# start of Material for this exercise
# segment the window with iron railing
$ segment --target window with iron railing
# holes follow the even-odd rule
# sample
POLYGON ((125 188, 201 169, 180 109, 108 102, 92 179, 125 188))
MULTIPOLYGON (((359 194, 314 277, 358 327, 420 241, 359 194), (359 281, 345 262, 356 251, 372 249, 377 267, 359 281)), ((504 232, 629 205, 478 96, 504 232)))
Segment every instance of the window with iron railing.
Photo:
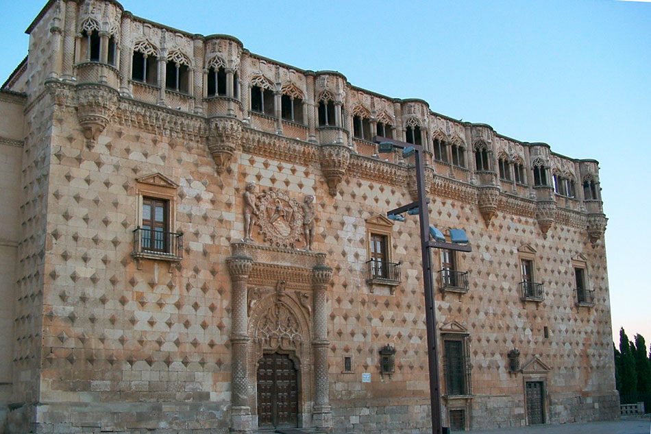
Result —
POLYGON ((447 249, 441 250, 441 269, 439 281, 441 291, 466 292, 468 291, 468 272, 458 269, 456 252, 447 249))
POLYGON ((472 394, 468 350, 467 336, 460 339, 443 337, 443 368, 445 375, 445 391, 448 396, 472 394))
# end of Material for this exercise
# start of Material for this exercise
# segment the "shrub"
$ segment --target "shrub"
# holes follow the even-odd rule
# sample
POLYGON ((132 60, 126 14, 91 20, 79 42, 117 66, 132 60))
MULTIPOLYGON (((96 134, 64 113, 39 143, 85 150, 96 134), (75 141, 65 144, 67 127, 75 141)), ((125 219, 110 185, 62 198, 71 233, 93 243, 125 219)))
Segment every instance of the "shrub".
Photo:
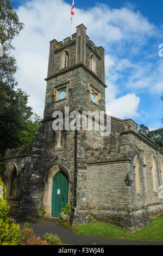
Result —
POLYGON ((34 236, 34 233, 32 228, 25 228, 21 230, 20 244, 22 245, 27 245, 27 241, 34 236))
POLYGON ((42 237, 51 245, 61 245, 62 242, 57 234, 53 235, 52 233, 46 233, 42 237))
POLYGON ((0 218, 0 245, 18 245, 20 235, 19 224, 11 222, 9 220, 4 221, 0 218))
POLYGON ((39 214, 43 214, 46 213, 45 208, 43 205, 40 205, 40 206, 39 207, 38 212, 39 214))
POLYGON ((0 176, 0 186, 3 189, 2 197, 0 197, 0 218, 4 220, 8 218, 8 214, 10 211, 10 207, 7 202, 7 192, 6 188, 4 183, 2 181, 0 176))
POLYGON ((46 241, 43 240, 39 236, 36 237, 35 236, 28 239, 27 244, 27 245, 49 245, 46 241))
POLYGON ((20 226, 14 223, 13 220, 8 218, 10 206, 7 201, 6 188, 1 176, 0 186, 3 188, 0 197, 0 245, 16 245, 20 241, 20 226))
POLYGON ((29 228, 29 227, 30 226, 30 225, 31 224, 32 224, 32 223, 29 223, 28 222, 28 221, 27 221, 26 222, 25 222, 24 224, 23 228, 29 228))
# end of Material for this exercise
### Task statement:
Output the lines above unchanged, starting at the line that contains "# segment the window with iron railing" and ending at the line that contains "POLYGON ((125 188, 201", both included.

### Answer for this exercise:
# segment the window with iron railing
$ segment --target window with iron railing
# holes follow the even-odd rule
# sample
POLYGON ((125 188, 201 169, 180 109, 108 102, 92 179, 125 188))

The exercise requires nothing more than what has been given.